§ Aim of the exercise:
Copy out every line exactly, from the start of the rows down through the line containing "pixel 803 325", and leave the pictures out of your copy.
________________________
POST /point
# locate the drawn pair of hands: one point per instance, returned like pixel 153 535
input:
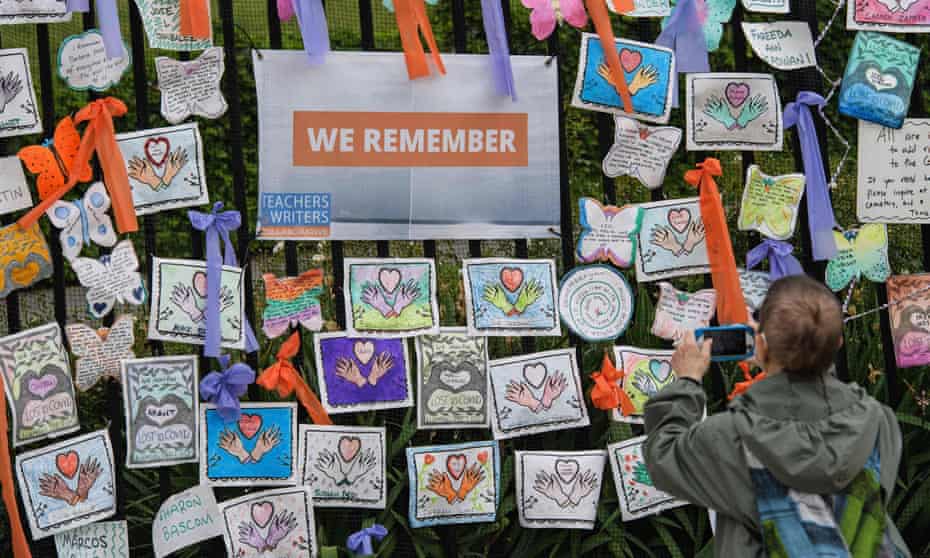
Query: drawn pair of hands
pixel 328 463
pixel 441 484
pixel 495 295
pixel 279 527
pixel 521 394
pixel 374 297
pixel 718 109
pixel 348 369
pixel 142 170
pixel 663 237
pixel 54 486
pixel 548 485
pixel 267 440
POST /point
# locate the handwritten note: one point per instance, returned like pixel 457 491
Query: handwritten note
pixel 785 45
pixel 895 186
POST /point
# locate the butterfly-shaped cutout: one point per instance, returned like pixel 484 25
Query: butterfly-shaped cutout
pixel 101 351
pixel 52 161
pixel 191 87
pixel 860 252
pixel 110 279
pixel 770 203
pixel 546 14
pixel 641 151
pixel 608 233
pixel 82 221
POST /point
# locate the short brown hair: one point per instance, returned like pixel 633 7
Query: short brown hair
pixel 803 325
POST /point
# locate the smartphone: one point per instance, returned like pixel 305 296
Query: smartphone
pixel 732 342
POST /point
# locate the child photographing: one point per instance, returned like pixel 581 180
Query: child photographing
pixel 801 464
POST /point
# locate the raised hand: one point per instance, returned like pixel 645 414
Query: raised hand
pixel 521 394
pixel 530 294
pixel 347 369
pixel 382 365
pixel 441 485
pixel 470 479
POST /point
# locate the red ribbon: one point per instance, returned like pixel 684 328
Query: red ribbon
pixel 285 379
pixel 99 136
pixel 411 21
pixel 731 306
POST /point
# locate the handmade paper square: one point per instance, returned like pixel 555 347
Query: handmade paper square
pixel 648 70
pixel 645 372
pixel 344 466
pixel 165 167
pixel 362 374
pixel 559 489
pixel 671 240
pixel 179 303
pixel 505 297
pixel 37 378
pixel 452 380
pixel 735 112
pixel 638 496
pixel 454 483
pixel 879 79
pixel 258 450
pixel 275 523
pixel 161 401
pixel 67 484
pixel 536 393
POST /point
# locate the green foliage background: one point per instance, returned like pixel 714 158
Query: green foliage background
pixel 680 532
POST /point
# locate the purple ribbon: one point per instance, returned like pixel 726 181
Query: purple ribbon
pixel 684 34
pixel 226 387
pixel 108 19
pixel 312 20
pixel 781 262
pixel 820 218
pixel 359 542
pixel 499 51
pixel 217 225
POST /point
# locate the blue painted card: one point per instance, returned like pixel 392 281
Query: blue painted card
pixel 454 484
pixel 648 70
pixel 878 80
pixel 259 449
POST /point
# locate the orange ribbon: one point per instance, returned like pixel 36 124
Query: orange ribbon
pixel 597 9
pixel 285 379
pixel 731 306
pixel 99 136
pixel 741 387
pixel 195 19
pixel 20 546
pixel 607 393
pixel 411 20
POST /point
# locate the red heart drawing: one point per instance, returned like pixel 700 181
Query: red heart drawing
pixel 630 60
pixel 156 150
pixel 67 463
pixel 455 464
pixel 249 425
pixel 511 278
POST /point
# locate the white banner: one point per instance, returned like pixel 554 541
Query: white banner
pixel 353 149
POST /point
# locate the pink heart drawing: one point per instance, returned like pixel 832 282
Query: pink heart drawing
pixel 679 219
pixel 42 386
pixel 389 279
pixel 262 512
pixel 630 59
pixel 737 93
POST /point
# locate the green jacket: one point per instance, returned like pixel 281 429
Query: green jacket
pixel 809 442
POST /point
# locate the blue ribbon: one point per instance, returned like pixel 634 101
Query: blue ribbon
pixel 359 542
pixel 226 387
pixel 217 225
pixel 820 218
pixel 781 262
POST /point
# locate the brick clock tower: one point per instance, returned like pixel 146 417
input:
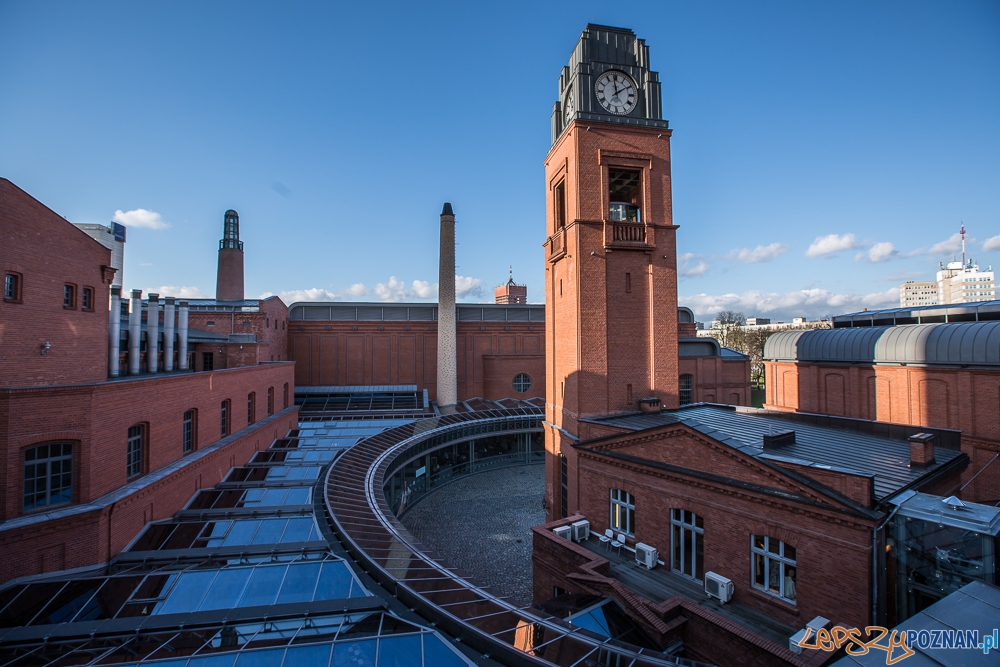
________________________
§ Output of the exercise:
POST /point
# locate the drawn pair of hands: one point per instance, returned like pixel 153 535
input:
Query: drawn pair of hands
pixel 328 463
pixel 441 484
pixel 495 295
pixel 279 527
pixel 521 394
pixel 374 297
pixel 718 109
pixel 348 369
pixel 142 170
pixel 663 237
pixel 54 486
pixel 548 485
pixel 267 440
POST /point
# locate the handwritten note: one point per instance, returned like pixel 457 491
Query: handwritten note
pixel 785 45
pixel 895 186
POST /point
# locate the butterfly-shaped cutout: one point per instance, returned like pixel 484 25
Query: butterfly-shaped cutout
pixel 101 351
pixel 52 161
pixel 191 87
pixel 860 252
pixel 110 279
pixel 770 203
pixel 546 14
pixel 641 151
pixel 608 233
pixel 82 221
POST /point
# locate the short brown hair: one point per instance, returned like pixel 633 7
Query: short brown hair
pixel 803 325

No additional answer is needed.